"""

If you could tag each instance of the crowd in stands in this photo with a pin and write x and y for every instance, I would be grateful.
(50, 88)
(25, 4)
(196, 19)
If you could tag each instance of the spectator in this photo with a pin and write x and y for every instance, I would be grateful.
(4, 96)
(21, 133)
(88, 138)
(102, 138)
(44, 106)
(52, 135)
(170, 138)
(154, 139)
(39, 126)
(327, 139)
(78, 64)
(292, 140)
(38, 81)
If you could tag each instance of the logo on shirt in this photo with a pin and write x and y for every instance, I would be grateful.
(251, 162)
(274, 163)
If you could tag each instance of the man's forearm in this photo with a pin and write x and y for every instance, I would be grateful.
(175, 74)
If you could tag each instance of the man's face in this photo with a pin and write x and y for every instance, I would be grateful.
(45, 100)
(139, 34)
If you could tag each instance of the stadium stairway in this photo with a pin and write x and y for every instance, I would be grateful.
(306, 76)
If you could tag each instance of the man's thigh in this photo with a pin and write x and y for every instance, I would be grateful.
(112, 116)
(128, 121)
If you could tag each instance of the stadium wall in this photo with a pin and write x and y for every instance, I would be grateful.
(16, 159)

"""

◆ **EXERCISE DIRECTIONS**
Take the line that contains "If you could tag each instance of the spectator" and each line after it down to the last of the records, and retype them exactly; add nothing else.

◆ **FINAL ANSWER**
If you could tag each instance of the spectator in this photo with a pin and write x and y for every instance, I would be grateful.
(4, 96)
(21, 133)
(88, 138)
(102, 138)
(44, 106)
(52, 135)
(170, 138)
(154, 139)
(39, 126)
(327, 139)
(78, 64)
(292, 140)
(38, 81)
If you could tag each instance of the logo on shirt in this photo with a pin and write x and y for every instance, I would be grateful.
(251, 162)
(274, 163)
If you could tag each instance of the man's forearm in this photo with a pin and write x and y for every instance, I would be grateful.
(175, 74)
If you could tag each instance of the man's face in this photo with a pin and write x and y for every instance, I would be grateful.
(45, 100)
(139, 34)
If you could tag each instance of the stadium stairway in this photo with a pin and write x and y for every instance, I would be grateful.
(306, 76)
If you could tag each instance of the man's thigh in this photo with a pin and write x and y for every instance, I would be grateful.
(112, 116)
(128, 121)
If you could tag each instance of the stadium wall in this photo with a pin and write x and y for every instance, I would be grateful.
(16, 159)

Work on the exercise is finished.